What to do: Without omitting anything, return the records precisely as given.

----- Given records

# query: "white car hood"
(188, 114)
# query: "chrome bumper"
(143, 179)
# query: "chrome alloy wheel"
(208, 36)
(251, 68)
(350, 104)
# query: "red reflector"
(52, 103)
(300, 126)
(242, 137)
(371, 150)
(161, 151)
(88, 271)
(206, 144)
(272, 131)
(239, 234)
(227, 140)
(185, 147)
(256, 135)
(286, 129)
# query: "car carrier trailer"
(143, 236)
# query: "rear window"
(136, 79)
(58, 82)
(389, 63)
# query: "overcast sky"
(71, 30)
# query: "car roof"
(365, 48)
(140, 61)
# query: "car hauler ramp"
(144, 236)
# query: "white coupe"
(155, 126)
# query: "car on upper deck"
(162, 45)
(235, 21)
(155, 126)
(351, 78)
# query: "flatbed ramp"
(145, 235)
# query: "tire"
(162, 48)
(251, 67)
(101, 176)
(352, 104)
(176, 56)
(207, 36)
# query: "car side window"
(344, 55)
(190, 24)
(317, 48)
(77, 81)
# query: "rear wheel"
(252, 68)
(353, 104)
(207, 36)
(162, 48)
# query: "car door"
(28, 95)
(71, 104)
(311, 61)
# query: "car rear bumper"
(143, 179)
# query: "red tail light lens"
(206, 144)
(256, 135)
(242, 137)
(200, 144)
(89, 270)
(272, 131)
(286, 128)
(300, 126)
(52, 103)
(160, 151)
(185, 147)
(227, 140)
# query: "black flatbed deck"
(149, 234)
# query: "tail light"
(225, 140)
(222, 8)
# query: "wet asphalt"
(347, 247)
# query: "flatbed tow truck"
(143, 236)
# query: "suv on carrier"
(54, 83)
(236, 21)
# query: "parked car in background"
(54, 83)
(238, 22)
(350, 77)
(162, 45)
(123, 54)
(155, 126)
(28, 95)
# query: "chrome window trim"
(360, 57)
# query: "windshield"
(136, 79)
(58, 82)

----------

Answer below:
# query: "white car hood"
(188, 114)
# query: "chrome bumper"
(143, 179)
# query: "chrome alloy wheel"
(208, 36)
(251, 68)
(350, 104)
# query: "red reflector"
(52, 103)
(300, 126)
(242, 137)
(371, 150)
(161, 151)
(88, 271)
(206, 144)
(272, 131)
(239, 234)
(227, 140)
(185, 147)
(256, 135)
(286, 129)
# query: "car carrier trailer"
(143, 236)
# query: "rear window"
(136, 79)
(58, 82)
(389, 63)
# query: "overcast sky"
(71, 30)
# query: "car roof"
(365, 48)
(140, 61)
# query: "car hauler ramp"
(144, 236)
# query: "white coupe"
(155, 126)
# query: "car on upper deck"
(162, 45)
(235, 21)
(155, 126)
(351, 78)
# query: "flatbed ramp"
(145, 235)
# query: "tire"
(162, 48)
(251, 67)
(101, 176)
(352, 104)
(176, 56)
(207, 36)
# query: "car side window"
(344, 55)
(190, 24)
(317, 48)
(77, 81)
# query: "rear wheel"
(252, 68)
(353, 104)
(207, 36)
(162, 48)
# query: "car door"
(28, 95)
(71, 104)
(311, 61)
# query: "car rear bumper"
(143, 179)
# query: "red tail light lens"
(206, 144)
(256, 135)
(242, 137)
(200, 144)
(89, 270)
(272, 131)
(286, 128)
(300, 126)
(52, 103)
(160, 151)
(185, 147)
(227, 140)
# query: "black flatbed deck"
(149, 234)
# query: "tail light"
(225, 140)
(222, 8)
# query: "wet asphalt"
(347, 247)
# query: "flatbed tow truck"
(143, 236)
# query: "suv on carrier"
(54, 83)
(236, 21)
# query: "parked car in background"
(54, 83)
(238, 22)
(350, 77)
(162, 45)
(123, 54)
(155, 126)
(28, 95)
# query: "chrome window trim"
(360, 57)
# query: "windshield"
(136, 79)
(58, 82)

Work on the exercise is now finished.